Fragmento para leer:
────────────────

En mi adolescencia dediqué muchas lecturas a la biografía. De Taylor Caldwell: La Columna de Hierro, sobre Cicerón; El Gran León de Dios, sobre San Pablo; La Tierra es del Señor, sobre Genghis Kahn; Médico de Cuerpos y Almas, sobre San Lucas; Gloria y Esplendor, sobre Pericles y Aspasia; Yo, Judas, sobre el apóstol. De Irving Stone: Miguel Ángel, sobre el artista florentino; El Origen, sobre Darwin, Pasiones del Espíritu, sobre Freud; Anhelo de Vivir, sobre Van Gogh; Abismos de Gloria, sobre Pissarro y los impresionistas; El Tesoro Griego, sobre Heinrich Schliemann, descubridor de Troya. De Stefan Zweig: Erasmo, Balzac, Sigmund Freud, María Antonieta, Fouché, María Estuardo, Dostoievski, Magallanes, Américo Vespucio. De Emil Ludwig: Napoleón, Bismarck, Beethoven, Goethe.
Más adelante descubrí las biografías de Louis de Wohl: El Mendigo Alegre, sobre San Francisco de Asís; El Oriente en Llamas, sobre San Francisco Javier; Ciudadelas de Dios, sobre San Benito de Nursia; La Sombra del Padre, sobre San José; Fundada sobre Roca, sobre San Pedro; El Árbol Viviente, sobre Santa Elena; La Lanza, sobre Longinos; Asalto del Cielo, sobre Santa Catalina de Siena; La Luz Apacible, sobre Santo Tomás de Aquino; Corazón Inquieto, sobre San Agustín; El Hilo de Oro, sobre San Ignacio de Loyola; El Mensajero del Rey, sobre San Pablo.
Con las biografías de De Wohl, que leí una tras otra, terminó mi último periodo de lector habitual de dichas obras, lecturas que retomo de manera ocasional, cuando descubro alguna que llame mi atención, tal y como fue el caso de El Sueño de Monturiol, escrita por Matthew Stewart, quien nos cuenta la historia de Narcís Monturiol, catalán, ingeniero autodidacta, socialista utópico, inventor, constructor y operador del primer submarino, propiamente dicho, el Ictíneo, que botó el 2 de octubre de 1864 en Barcelona.
Lo sobresaliente de la historia del Ictíneo es que, más allá de las ventajas, desde militares hasta científicas, que puede traer consigo un submarino, la intención de Monturiol era, como hasta cierto punto fue la del capitán Nemo, hacer posible la llegada del ser humano a Utopía, que para el catalán se encuentra en las profundidades del océano, “porque -como lo afirma-, lejos del sol y de la atmósfera, lejos de los campos y de las praderas, (se) resuelve el problema de vivir en medio del caos”, ¡cómo si el caos fuera obra de las praderas y los campos, de la atmósfera y el sol, y no del ser humano, el mismo que iría, en búsqueda de Utopía, a bordo del Ictíneo!
Stewart apunta que el de Monturiol es “el sueño de una forma de vida completamente nueva, nadando en el nuevo mundo bajo las olas, independiente y autosuficiente. Exactamente como un pez.” Señala que, para él, “la transfiguración del hombre en dios era el destino lógico de la ilustración humana”, y que “al igual que el doctor Frankenstein de Mary Shelley, su intención era crear vida en sí misma”, lo que, en su caso, “sería por supuesto un pez artificial, al menos en el primer caso, en vez de un humanoide.”

────────────────

Datos de señalamiento basados en imágenes:
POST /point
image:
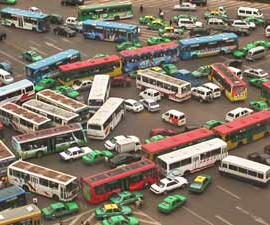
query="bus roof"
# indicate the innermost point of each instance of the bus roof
(176, 140)
(112, 25)
(210, 38)
(88, 63)
(118, 173)
(23, 12)
(149, 49)
(25, 113)
(54, 58)
(47, 133)
(242, 123)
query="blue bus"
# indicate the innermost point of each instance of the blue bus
(207, 45)
(110, 31)
(25, 19)
(48, 67)
(12, 197)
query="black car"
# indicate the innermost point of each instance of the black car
(64, 31)
(123, 158)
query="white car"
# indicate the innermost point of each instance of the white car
(74, 153)
(133, 105)
(168, 184)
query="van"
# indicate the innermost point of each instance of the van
(248, 11)
(256, 53)
(174, 117)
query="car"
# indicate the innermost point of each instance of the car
(259, 105)
(171, 203)
(124, 158)
(74, 153)
(64, 31)
(45, 84)
(109, 210)
(68, 91)
(200, 183)
(96, 156)
(150, 104)
(121, 220)
(133, 105)
(157, 40)
(31, 56)
(59, 209)
(256, 73)
(168, 184)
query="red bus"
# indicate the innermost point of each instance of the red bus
(149, 56)
(135, 176)
(244, 130)
(155, 149)
(85, 70)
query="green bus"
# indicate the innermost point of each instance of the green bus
(106, 11)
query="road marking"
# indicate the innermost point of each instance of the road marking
(228, 192)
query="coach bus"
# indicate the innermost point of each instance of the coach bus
(174, 89)
(234, 88)
(48, 141)
(106, 11)
(132, 177)
(110, 31)
(21, 119)
(25, 19)
(244, 130)
(155, 149)
(198, 47)
(44, 181)
(85, 70)
(48, 67)
(149, 56)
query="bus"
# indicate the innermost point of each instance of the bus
(149, 56)
(106, 11)
(106, 118)
(99, 92)
(24, 215)
(44, 181)
(17, 92)
(234, 88)
(61, 101)
(198, 47)
(6, 158)
(84, 70)
(193, 158)
(110, 31)
(132, 177)
(48, 141)
(245, 169)
(25, 19)
(153, 150)
(21, 119)
(244, 130)
(57, 115)
(174, 89)
(48, 67)
(12, 197)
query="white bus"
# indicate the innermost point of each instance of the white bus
(245, 169)
(19, 91)
(99, 92)
(61, 101)
(21, 119)
(43, 181)
(193, 158)
(175, 89)
(57, 115)
(106, 118)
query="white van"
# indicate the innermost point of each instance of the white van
(174, 117)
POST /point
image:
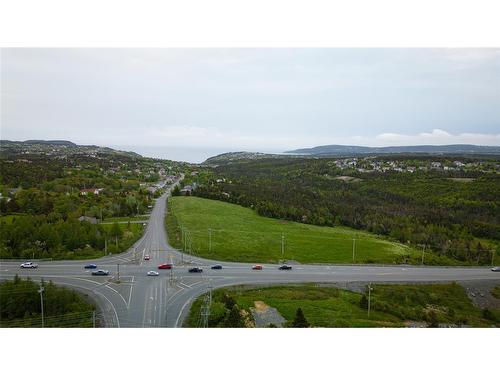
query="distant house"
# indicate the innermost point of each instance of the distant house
(94, 191)
(187, 190)
(91, 220)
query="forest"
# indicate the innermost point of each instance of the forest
(453, 213)
(46, 212)
(21, 305)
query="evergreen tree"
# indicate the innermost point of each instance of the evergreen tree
(234, 319)
(300, 320)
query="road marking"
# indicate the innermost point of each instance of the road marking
(180, 313)
(130, 294)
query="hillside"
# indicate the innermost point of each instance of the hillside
(57, 148)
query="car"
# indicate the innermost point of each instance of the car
(100, 273)
(165, 266)
(29, 265)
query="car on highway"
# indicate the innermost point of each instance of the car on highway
(165, 266)
(29, 265)
(100, 273)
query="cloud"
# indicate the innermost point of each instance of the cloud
(437, 137)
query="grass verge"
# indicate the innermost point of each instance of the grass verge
(323, 306)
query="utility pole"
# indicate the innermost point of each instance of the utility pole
(41, 303)
(369, 297)
(209, 240)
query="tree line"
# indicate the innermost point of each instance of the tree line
(429, 209)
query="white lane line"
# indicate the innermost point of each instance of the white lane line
(199, 282)
(180, 313)
(130, 294)
(174, 294)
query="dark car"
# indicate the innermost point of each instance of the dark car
(165, 266)
(100, 273)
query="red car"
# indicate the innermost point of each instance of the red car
(165, 266)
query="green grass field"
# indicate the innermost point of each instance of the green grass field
(239, 234)
(392, 305)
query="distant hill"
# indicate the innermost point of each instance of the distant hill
(57, 148)
(424, 149)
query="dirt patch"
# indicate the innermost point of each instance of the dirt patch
(265, 315)
(479, 293)
(461, 179)
(260, 306)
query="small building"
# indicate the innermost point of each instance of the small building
(187, 190)
(94, 191)
(91, 220)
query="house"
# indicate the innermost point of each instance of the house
(187, 190)
(91, 220)
(91, 191)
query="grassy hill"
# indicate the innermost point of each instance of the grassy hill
(323, 306)
(239, 234)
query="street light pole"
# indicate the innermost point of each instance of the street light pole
(353, 247)
(282, 246)
(209, 240)
(41, 304)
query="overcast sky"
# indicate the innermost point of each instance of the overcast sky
(251, 99)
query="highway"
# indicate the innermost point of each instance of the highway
(130, 298)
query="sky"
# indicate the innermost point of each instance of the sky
(267, 100)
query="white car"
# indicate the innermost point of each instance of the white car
(29, 265)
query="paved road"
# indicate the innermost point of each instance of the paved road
(138, 300)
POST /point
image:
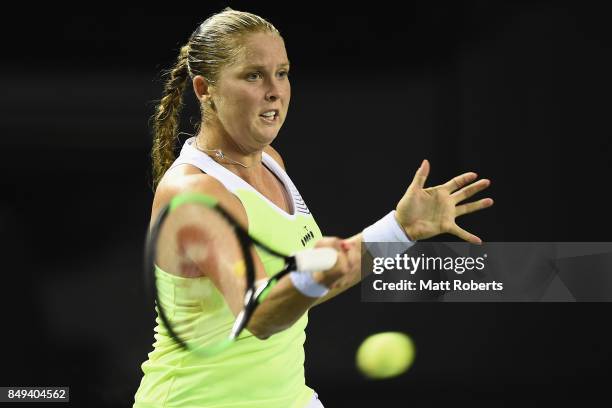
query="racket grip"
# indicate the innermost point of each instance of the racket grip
(315, 259)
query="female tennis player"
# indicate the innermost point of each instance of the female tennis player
(237, 66)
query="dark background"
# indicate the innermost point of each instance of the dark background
(518, 92)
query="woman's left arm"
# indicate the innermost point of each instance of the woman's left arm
(421, 213)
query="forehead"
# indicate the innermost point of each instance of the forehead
(262, 49)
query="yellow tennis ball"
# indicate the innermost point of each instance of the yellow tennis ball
(385, 355)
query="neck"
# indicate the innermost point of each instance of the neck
(223, 149)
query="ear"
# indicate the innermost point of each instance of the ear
(201, 88)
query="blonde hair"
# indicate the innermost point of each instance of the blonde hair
(215, 44)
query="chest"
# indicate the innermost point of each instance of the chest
(274, 190)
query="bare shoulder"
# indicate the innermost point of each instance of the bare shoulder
(187, 178)
(275, 155)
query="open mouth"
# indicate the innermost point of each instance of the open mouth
(270, 116)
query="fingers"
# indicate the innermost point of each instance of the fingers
(459, 181)
(471, 207)
(464, 235)
(421, 174)
(331, 242)
(470, 190)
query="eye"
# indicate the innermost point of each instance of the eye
(253, 76)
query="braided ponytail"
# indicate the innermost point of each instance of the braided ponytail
(167, 117)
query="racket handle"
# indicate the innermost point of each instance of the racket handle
(316, 259)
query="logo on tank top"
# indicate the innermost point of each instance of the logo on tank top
(306, 238)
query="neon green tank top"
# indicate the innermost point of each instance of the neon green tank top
(252, 373)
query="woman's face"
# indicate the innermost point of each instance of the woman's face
(251, 96)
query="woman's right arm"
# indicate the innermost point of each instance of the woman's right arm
(285, 304)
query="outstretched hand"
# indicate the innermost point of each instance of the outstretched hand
(427, 212)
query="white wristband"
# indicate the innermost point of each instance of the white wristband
(304, 283)
(387, 229)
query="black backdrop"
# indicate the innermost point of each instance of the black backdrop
(518, 92)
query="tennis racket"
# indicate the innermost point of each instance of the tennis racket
(194, 244)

────────────────

Enunciado del problema:
Responde estas preguntas con la información del fragmento sobre lecturas de biografías y el Ictíneo.
1. ¿Qué autor escribió Anhelo de Vivir, sobre Van Gogh?
2. ¿Sobre qué santo trata El Mendigo Alegre, de Louis de Wohl?
3. ¿En qué fecha y en qué ciudad se botó el Ictíneo?

Tarea resuelta:
1. Irving Stone.
2. San Francisco de Asís.
3. El 2 de octubre de 1864, en Barcelona.